Estratto della pagina:
***

La birra e io: una storia con fatine

Il mio rapporto con la birra è stato strano.
Considerate che prima di qualche anno fa tendevo ad andare pochissimo in pub o simili, anche perché provavo scarsissimo interesse verso gli alcolici. Preferivo farmi i cazzi miei, sfondarmi di videogiochi al PC, seguire questo blog (dal 2007) e leggere (o organizzare piuttosto un paio di serate al mese di GURPS col mio gruppo, prima del 2009).

Ho cominciato a uscire la sera per bere con un minimo di ritmo (2-4 volte al mese) solo da quando la passione per il vino mi si è accesa, nel 2012, col corso per sommelier. Alla fine approfittare delle uscite con gli amici per bere, invece di prendere una birra solo per passare il tempo come prima, mi serviva anche per formazione didattica! ^_^

Sì, il titolo è corretto: la vicenda include delle fatine.

La birra da giovanissimo mi attirava a livello puramente teorico, non a livello pratico. Sarà che in casa avevamo solo Moretti o Peroni base in lattina, o la von Wunster, insomma roba che quando provavo a berne una mi domandavo: fa pietà e sono calorie inutili… perché la sto bevendo? Pensiero condiviso anche da mio fratello, che non beve proprio niente di alcolico, e da mio padre, che in pratica le teneva in casa solo nel caso servissero per cucinare o se prendevamo la pizza. Io con la pizza usavo l’acqua, o al massimo la Coca Cola.

Ecco, bevande gassate: ne ho sempre bevute pochissime, in gran parte per evitare gli zuccheri. Ho usato in alcuni periodi parecchio schifoso tè in bottiglia senza zuccheri (ma con dolcificanti che incasinavano la dieta anche senza fornire calorie), ma ho sempre evitato l’acqua frizzante e consumato pochissime bevande effervescenti. Qui si inserisce il mio secondo problema con la birra, dopo il gusto: le bollicine mi disturbavano lo stomaco, per cui se bevevo 3-4 birre da 33 cl mi sentivo infastidito, leggermente nauseato. Mi scombussolavano. Se considerate quanto sono gasate le birracce tipo Heineken, potete capire come fossi assolutamente disinteressato a quelle schifezze. Magari un whiskey o un cognac, o anche uno stinger, ma birre no. A meno che non fosse la Guinness.

Come mi venne in mente la Guinness?

***

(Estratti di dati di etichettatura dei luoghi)

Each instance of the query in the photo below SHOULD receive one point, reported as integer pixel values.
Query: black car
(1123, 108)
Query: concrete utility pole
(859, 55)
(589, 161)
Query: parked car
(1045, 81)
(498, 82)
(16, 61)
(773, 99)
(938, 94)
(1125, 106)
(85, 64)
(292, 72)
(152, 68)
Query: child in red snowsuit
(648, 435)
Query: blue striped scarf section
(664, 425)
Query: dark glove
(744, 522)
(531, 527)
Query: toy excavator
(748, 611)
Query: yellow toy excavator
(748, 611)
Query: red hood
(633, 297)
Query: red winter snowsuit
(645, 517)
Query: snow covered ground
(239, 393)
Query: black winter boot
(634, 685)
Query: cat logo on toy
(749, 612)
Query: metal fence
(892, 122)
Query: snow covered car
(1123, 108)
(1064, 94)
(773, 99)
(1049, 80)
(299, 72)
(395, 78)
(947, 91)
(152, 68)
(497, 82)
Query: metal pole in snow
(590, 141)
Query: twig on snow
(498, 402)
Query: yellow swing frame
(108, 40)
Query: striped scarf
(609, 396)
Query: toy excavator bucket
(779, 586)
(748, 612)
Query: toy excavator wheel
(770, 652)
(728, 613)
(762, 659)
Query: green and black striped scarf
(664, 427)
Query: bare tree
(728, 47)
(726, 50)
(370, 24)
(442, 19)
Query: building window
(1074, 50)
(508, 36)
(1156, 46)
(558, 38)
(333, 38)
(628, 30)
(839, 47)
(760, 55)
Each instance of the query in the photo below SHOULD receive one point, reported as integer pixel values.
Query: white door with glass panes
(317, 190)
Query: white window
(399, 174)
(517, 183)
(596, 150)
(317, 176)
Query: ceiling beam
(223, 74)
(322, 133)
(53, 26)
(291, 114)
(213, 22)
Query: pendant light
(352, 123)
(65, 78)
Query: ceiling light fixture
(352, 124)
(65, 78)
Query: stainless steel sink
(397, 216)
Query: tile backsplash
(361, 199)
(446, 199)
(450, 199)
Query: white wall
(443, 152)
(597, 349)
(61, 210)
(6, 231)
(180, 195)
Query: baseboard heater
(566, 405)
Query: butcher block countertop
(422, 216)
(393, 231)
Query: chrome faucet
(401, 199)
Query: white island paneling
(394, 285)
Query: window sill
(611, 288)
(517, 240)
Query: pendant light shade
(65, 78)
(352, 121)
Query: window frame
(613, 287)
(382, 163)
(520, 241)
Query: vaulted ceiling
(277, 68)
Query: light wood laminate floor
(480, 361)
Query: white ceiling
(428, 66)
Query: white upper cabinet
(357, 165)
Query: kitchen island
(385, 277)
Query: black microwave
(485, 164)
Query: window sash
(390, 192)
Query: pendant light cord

***

Per favore, stabilisci se le affermazioni seguenti concordano con il testo sulla birra: rispondi sì o no a ciascuna e riporta tra virgolette, parola per parola, le parole del testo che lo decidono.
1. Chi scrive ha frequentato il corso per sommelier nel 2012.
2. Il fratello di chi scrive beve soltanto birra.
3. Con la pizza chi scrive beveva di solito birra.
Rispondi basandoti unicamente sul testo sulla birra.

Risposta all'esercizio:
1. Sì: "nel 2012, col corso per sommelier".
2. No: "che non beve proprio niente di alcolico".
3. No: "Io con la pizza usavo l’acqua, o al massimo la Coca Cola."